TASK OBJECTIVE ->
In the article below on sex and gender in research, copy out word for word the stretch from "The lacunae of" through "to join in.".

Nature journals join the effort to account for sex and gender in research

Funders such as the Swedish Research Council require that applicants state how their planned research accounts for sex and/or gender considerations. Now, some journals from the Nature portfolio are following suit, which could encourage wider adherence to this practice.  

Why are many women (and some men) uncomfortably cold indoors? At least in part because a key variable that goes into a widely used model for thermal comfort, the metabolic rate, is based on standard values for an “average” (40-year old, weighing 70 kg) male. Not surprisingly, when the average metabolic rate for young women engaging in light office work was actually measured, it turned out to be lower. This is one among hundreds of examples that support the need for taking sex/gender into account while designing scientific research or developing technology.

The lacunae of studies that do not account for sex were recognised relatively early in the biomedical field, not least when it comes to the development of new medicines. More recently, there has been discussion about how technology can both reflect preexisting gender norms and help shape them. As a result, several scientists have encouraged the consideration of sex and gender in research. The community has responded in many ways, for example by including design and reporting requirements for clinical trials, as well as requiring explicit accounting of sex and gender perspectives in grant proposals*. Some journals, too, have been requiring such accounting. Now, one of the heavyweights of the scientific publishing, the Nature portfolio of journals, has decided to join in.

INFORMATION GIVEN ->
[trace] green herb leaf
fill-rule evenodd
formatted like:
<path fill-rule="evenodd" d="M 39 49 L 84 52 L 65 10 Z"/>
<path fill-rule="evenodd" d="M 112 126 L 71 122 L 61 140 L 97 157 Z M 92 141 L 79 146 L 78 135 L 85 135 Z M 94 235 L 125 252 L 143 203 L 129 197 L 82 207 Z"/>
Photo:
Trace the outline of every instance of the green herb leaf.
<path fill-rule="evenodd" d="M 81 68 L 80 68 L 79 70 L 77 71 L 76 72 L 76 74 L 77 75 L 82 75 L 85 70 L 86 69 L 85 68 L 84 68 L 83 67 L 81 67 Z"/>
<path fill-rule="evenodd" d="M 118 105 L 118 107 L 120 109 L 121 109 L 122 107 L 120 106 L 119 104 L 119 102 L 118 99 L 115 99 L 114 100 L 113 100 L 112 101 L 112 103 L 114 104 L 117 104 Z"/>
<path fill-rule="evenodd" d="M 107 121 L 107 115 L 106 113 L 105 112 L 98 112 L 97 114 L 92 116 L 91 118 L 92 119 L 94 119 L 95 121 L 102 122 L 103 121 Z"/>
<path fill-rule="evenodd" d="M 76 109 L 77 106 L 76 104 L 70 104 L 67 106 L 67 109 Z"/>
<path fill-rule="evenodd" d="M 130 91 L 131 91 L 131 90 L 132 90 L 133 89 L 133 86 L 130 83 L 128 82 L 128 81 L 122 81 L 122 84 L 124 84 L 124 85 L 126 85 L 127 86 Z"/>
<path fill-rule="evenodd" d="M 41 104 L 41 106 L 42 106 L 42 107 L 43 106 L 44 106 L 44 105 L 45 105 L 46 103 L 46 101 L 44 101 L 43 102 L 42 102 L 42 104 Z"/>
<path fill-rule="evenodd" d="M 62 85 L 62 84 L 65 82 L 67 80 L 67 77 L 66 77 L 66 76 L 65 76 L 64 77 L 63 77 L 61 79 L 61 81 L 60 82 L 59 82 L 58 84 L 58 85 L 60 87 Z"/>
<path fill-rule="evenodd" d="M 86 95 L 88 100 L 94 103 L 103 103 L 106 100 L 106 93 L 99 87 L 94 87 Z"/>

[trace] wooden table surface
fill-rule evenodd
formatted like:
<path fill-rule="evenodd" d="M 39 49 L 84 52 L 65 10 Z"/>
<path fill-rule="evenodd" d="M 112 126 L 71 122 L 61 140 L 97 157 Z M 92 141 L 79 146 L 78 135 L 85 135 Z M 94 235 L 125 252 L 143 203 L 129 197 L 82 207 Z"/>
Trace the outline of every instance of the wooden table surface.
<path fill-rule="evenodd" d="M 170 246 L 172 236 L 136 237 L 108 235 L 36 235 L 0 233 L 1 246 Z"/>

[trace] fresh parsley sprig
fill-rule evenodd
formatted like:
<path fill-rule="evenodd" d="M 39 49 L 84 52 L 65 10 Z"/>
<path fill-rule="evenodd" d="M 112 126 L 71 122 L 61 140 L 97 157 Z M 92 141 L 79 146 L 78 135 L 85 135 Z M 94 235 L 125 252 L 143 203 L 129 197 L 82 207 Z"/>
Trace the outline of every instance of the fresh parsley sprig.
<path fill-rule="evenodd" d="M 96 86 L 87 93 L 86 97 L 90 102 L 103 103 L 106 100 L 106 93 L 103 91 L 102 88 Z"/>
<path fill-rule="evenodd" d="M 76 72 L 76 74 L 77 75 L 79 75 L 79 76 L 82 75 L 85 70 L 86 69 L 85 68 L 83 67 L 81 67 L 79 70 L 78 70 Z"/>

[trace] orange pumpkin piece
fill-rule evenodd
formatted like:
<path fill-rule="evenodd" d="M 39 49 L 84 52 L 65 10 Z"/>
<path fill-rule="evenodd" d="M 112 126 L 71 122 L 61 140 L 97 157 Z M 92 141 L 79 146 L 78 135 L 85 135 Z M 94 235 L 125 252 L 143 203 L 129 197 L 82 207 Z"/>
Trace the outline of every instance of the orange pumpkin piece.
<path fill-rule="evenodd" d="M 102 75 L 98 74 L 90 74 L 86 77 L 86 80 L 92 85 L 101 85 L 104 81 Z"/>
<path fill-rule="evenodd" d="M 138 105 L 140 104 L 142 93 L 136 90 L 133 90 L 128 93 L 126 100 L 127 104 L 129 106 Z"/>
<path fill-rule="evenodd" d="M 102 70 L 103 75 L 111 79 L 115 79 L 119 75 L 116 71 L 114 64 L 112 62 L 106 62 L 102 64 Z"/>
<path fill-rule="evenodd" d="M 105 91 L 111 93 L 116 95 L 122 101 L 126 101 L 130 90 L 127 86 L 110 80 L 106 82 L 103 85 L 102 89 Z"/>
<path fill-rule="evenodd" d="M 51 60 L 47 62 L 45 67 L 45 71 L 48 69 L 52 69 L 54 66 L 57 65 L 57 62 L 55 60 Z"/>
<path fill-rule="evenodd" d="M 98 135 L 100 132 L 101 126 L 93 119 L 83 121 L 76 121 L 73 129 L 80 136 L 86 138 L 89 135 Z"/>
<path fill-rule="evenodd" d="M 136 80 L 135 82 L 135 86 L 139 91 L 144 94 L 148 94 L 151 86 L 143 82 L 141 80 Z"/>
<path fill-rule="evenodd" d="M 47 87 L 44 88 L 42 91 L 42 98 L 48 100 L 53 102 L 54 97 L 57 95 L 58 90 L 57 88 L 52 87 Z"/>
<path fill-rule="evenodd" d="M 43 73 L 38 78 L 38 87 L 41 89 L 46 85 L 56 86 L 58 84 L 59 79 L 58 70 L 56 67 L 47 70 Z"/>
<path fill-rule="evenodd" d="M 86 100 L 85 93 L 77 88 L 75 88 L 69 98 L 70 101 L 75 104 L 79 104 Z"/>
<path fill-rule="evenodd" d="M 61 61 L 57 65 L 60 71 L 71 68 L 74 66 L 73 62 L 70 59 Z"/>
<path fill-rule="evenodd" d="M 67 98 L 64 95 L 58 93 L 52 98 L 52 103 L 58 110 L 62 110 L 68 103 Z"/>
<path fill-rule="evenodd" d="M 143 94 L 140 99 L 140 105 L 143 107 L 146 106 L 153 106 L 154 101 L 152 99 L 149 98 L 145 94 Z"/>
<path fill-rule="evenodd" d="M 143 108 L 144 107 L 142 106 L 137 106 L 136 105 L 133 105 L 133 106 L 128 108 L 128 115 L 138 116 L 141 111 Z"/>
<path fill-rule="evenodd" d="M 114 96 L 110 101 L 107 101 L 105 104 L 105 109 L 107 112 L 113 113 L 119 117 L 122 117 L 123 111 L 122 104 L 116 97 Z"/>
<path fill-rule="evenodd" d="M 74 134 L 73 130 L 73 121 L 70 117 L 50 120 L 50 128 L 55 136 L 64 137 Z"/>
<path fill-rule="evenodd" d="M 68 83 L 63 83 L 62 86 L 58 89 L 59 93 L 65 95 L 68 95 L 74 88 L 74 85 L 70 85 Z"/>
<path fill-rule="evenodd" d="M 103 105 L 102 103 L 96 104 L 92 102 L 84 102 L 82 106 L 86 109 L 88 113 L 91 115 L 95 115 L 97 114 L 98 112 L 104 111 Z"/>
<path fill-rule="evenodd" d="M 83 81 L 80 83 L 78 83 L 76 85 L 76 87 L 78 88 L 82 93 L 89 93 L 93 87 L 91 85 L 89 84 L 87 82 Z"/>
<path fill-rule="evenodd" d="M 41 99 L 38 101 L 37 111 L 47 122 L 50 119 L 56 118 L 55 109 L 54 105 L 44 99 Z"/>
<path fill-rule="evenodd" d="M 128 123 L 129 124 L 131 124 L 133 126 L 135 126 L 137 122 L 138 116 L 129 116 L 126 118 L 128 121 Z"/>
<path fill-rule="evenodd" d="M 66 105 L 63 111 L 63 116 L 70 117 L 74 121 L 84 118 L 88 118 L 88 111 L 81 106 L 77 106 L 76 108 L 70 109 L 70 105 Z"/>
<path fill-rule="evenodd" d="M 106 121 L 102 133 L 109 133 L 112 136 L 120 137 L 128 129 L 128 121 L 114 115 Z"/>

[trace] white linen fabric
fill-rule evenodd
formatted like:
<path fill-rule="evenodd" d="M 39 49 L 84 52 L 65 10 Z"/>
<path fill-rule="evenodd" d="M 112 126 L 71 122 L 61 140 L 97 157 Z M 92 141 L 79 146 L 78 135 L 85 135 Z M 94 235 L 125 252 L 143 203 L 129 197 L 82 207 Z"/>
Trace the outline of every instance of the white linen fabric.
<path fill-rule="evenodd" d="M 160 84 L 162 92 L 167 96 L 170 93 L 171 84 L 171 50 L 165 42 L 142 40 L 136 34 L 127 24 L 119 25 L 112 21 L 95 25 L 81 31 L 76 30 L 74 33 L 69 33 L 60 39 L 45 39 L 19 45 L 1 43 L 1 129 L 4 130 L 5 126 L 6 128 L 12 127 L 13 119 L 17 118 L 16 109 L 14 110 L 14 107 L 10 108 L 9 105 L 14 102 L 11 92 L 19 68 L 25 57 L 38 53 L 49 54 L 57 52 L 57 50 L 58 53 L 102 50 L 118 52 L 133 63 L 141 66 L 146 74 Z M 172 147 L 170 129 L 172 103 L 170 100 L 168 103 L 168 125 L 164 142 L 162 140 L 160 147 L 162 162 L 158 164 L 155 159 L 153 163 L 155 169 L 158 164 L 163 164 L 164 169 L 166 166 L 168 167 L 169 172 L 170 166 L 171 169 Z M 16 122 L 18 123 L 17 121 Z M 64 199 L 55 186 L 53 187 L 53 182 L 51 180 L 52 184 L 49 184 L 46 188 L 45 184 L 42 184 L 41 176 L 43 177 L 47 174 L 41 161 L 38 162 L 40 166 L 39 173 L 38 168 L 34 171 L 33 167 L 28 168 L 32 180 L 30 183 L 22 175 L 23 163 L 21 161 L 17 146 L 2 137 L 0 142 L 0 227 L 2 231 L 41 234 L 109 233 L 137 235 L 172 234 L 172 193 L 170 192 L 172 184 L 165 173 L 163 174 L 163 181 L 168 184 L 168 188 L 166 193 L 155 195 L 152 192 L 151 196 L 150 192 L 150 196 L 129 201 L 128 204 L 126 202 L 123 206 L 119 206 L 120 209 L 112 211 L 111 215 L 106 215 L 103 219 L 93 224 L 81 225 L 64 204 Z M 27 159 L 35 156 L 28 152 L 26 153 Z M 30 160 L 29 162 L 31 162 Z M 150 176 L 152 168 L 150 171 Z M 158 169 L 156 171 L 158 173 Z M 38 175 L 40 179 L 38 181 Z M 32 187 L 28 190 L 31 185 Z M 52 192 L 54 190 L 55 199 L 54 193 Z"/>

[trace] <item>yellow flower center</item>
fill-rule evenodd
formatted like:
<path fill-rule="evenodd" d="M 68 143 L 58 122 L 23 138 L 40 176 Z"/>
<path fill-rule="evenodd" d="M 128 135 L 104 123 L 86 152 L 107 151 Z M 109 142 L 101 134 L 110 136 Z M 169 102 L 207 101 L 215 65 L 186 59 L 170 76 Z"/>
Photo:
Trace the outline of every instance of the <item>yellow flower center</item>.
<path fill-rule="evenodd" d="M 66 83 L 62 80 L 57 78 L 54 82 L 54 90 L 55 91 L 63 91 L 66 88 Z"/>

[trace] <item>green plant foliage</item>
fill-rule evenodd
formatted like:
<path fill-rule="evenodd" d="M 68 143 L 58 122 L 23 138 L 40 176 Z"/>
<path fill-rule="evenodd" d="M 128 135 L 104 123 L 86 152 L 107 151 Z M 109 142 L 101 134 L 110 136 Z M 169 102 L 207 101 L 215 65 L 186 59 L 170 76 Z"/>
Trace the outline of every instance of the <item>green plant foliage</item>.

OUTPUT ->
The lacunae of studies that do not account for sex were recognised relatively early in the biomedical field, not least when it comes to the development of new medicines. More recently, there has been discussion about how technology can both reflect preexisting gender norms and help shape them. As a result, several scientists have encouraged the consideration of sex and gender in research. The community has responded in many ways, for example by including design and reporting requirements for clinical trials, as well as requiring explicit accounting of sex and gender perspectives in grant proposals*. Some journals, too, have been requiring such accounting. Now, one of the heavyweights of the scientific publishing, the Nature portfolio of journals, has decided to join in.